### Records for this exercise
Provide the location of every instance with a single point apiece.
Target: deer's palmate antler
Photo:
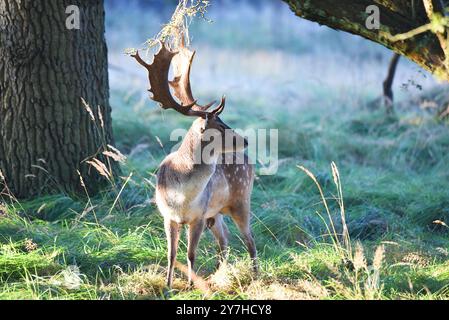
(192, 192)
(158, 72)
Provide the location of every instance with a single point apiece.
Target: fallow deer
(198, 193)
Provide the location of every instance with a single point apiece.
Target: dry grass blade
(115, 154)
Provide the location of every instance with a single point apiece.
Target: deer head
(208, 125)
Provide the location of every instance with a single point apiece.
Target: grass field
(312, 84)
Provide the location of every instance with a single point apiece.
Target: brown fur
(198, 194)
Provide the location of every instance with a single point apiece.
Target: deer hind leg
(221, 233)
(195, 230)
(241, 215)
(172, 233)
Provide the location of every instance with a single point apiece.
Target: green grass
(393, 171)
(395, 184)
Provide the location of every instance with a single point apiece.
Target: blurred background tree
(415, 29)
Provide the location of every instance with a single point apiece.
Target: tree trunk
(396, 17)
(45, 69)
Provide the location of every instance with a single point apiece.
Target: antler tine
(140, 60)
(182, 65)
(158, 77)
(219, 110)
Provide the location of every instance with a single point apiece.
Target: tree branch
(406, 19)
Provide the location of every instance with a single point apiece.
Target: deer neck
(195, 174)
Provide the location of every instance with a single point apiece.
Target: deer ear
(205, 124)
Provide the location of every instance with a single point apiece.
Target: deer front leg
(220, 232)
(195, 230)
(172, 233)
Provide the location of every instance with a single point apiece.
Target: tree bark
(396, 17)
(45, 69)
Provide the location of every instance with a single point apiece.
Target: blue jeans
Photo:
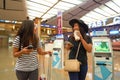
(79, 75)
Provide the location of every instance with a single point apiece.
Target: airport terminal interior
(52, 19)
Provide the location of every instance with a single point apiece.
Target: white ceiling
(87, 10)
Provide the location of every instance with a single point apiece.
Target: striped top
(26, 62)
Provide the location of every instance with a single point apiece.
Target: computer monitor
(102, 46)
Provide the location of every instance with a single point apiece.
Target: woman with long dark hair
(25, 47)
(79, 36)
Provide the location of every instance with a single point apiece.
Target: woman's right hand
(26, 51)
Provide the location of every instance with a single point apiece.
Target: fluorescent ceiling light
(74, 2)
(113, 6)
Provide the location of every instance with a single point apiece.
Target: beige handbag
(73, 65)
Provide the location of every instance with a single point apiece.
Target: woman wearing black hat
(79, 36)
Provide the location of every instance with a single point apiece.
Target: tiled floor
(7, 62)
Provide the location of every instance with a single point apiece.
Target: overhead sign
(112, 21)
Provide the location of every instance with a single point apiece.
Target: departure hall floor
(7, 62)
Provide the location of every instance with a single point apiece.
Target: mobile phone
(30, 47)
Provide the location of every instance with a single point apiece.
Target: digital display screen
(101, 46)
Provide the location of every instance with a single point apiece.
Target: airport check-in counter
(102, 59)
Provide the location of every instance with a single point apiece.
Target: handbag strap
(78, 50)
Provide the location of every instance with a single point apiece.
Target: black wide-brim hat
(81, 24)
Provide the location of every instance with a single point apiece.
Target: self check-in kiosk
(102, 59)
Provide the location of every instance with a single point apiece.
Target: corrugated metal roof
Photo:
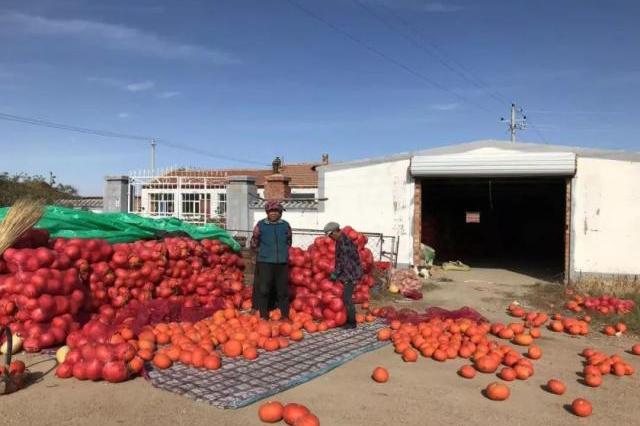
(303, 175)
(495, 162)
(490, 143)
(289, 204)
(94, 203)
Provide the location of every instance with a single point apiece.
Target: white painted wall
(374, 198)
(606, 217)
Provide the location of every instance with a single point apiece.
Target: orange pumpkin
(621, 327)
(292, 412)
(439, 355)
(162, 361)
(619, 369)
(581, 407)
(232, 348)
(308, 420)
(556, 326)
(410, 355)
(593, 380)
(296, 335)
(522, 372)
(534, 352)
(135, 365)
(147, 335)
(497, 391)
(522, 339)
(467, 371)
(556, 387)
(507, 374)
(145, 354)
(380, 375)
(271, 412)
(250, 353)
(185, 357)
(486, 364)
...
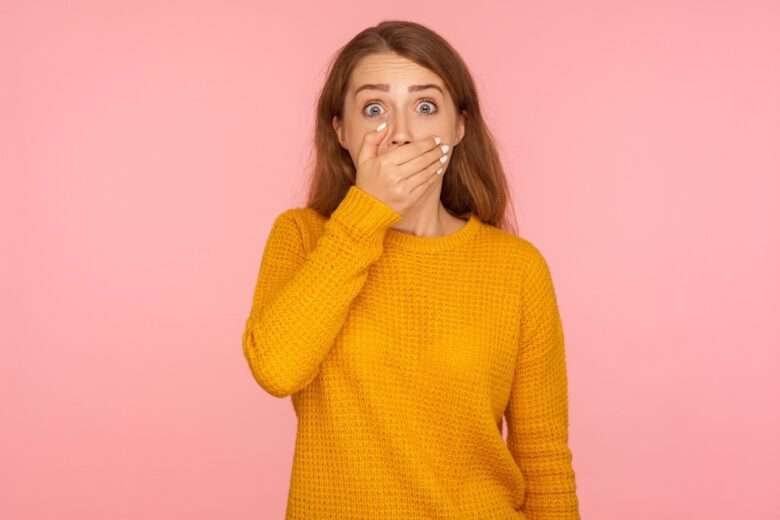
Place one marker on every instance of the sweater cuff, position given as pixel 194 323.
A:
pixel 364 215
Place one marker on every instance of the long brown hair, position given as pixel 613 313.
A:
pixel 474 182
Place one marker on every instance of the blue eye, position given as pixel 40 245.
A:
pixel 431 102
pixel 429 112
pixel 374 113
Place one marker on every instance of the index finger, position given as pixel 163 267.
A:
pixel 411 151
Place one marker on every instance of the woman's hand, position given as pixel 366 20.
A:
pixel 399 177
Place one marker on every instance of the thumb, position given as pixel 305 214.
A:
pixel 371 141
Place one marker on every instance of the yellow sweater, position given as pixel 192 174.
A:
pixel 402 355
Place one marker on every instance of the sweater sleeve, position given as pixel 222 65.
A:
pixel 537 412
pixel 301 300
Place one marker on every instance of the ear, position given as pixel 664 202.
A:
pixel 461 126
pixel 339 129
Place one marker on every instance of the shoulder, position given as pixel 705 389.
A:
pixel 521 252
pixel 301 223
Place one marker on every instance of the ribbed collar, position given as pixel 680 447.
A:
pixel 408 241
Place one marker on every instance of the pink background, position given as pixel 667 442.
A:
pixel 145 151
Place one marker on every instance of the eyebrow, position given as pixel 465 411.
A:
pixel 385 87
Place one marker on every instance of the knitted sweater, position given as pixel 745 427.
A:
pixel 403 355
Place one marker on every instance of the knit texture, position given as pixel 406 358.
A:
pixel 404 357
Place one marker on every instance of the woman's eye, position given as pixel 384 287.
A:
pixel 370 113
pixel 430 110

### Task prompt
Go through the data above and copy each line that holds the word "blue".

### Expected answer
Target: blue jeans
Place one marker on every instance of the blue eye, position given as pixel 40 245.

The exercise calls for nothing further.